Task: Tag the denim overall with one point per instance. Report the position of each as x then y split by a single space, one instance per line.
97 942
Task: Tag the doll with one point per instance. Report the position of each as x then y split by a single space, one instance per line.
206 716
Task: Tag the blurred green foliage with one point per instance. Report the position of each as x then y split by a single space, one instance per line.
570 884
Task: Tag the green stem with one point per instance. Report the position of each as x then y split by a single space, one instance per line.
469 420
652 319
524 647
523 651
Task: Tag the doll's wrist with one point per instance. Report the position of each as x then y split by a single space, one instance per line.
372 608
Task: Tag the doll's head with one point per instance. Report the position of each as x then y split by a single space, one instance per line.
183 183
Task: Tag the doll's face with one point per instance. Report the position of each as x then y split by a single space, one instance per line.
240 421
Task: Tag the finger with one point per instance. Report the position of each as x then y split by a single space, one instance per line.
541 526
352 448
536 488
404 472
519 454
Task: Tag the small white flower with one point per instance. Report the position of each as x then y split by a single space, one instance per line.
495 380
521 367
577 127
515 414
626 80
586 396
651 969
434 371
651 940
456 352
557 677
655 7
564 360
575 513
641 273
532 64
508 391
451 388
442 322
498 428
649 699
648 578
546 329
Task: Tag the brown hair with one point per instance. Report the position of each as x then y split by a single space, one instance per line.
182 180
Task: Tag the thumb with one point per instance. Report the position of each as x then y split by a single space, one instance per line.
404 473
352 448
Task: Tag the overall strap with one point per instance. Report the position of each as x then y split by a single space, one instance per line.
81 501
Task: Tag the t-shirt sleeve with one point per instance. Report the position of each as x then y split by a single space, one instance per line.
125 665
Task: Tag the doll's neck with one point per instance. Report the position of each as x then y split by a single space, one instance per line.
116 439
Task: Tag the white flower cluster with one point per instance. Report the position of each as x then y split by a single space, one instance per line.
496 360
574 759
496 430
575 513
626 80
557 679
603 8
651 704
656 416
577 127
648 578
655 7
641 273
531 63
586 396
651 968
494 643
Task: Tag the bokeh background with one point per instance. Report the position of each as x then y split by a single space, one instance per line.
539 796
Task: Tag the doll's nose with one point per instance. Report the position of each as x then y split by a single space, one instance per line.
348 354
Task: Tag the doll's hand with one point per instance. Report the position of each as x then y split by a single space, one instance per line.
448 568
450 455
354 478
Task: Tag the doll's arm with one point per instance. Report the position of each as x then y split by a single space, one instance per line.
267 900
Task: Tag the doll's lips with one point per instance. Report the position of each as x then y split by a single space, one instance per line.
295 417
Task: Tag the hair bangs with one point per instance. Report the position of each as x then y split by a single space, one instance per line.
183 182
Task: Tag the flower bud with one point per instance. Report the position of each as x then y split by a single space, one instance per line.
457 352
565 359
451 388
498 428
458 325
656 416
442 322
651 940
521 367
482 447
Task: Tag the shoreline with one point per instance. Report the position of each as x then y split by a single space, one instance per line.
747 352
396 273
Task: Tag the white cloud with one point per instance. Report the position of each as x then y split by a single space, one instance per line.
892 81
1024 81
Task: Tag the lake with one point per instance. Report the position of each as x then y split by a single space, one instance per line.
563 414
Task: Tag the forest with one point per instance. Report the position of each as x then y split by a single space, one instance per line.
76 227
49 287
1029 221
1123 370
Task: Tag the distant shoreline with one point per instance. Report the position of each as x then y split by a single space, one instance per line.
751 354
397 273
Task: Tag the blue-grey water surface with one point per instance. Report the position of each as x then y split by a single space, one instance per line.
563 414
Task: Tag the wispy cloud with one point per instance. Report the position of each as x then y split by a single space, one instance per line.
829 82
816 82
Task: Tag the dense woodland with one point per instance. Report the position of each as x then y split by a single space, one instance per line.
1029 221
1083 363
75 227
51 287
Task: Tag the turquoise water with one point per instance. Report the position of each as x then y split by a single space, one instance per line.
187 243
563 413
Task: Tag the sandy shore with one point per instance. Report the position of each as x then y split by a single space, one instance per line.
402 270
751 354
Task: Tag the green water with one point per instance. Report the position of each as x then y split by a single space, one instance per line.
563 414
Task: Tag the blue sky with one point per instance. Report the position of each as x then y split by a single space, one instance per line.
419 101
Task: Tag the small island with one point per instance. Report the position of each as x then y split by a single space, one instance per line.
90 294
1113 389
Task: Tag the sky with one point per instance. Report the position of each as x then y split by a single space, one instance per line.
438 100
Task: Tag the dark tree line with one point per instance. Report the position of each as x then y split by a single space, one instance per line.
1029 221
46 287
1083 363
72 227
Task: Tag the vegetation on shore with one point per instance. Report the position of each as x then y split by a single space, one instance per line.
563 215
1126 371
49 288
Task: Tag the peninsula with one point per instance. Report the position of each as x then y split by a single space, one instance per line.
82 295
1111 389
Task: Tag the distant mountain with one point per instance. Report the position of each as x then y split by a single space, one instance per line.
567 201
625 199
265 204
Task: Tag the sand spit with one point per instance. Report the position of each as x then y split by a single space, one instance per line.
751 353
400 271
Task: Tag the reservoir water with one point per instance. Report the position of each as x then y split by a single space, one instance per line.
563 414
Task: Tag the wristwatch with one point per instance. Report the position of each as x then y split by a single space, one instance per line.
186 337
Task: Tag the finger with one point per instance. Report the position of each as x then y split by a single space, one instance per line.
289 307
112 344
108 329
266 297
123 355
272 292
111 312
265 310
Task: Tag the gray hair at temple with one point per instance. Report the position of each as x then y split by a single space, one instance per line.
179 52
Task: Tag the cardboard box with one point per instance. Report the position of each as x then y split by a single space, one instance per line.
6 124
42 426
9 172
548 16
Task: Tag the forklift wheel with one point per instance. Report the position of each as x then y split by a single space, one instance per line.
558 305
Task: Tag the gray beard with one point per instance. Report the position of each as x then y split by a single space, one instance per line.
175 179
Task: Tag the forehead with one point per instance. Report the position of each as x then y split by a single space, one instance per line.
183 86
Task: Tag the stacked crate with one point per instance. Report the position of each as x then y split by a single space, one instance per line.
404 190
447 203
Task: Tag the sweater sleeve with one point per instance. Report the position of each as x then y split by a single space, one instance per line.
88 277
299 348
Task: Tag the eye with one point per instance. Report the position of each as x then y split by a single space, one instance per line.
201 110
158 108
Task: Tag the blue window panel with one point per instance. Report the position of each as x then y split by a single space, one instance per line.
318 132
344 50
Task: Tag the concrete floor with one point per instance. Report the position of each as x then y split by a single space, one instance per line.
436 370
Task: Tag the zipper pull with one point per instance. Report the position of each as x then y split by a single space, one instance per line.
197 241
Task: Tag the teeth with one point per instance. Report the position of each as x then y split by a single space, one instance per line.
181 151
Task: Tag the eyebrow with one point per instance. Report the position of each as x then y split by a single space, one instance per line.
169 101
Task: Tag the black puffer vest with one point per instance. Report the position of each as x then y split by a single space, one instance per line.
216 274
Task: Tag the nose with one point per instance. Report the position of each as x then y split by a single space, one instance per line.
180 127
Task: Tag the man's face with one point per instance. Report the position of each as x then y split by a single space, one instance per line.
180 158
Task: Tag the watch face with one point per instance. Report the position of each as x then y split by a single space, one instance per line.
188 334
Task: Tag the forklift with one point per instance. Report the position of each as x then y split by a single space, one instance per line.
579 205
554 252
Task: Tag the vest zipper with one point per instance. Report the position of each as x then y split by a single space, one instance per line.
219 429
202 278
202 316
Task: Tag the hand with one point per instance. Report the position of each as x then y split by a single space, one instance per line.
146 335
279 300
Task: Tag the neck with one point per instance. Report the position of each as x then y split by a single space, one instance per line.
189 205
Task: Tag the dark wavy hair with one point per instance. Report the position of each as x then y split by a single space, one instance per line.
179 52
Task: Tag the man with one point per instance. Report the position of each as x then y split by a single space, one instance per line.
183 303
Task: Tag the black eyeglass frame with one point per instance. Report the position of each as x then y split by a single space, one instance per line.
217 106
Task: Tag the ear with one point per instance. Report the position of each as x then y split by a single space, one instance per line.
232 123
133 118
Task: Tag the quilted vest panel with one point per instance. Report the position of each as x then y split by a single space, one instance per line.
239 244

##############################

### Given task
Quote the lines of the listing above that run from the line with "Task: Tag the man with" through its last line, both included, and nothing else.

### Result of this exercise
Task: Tag the man with one point per instance. Report the position of each as x then y split by a single space, one instance per line.
183 303
Task: Tag the black eyeglass frame with one point per instance. Report the position of each as x then y split by a single space, one instance per line.
217 106
Task: Tag the ear with one point per instance. Report the position of each as x then y split by a single space, one instance per line.
232 123
133 118
Task: Tag the quilted vest panel with one point per instance. Report the position of each as x then y split by a single space, one instance per line.
239 244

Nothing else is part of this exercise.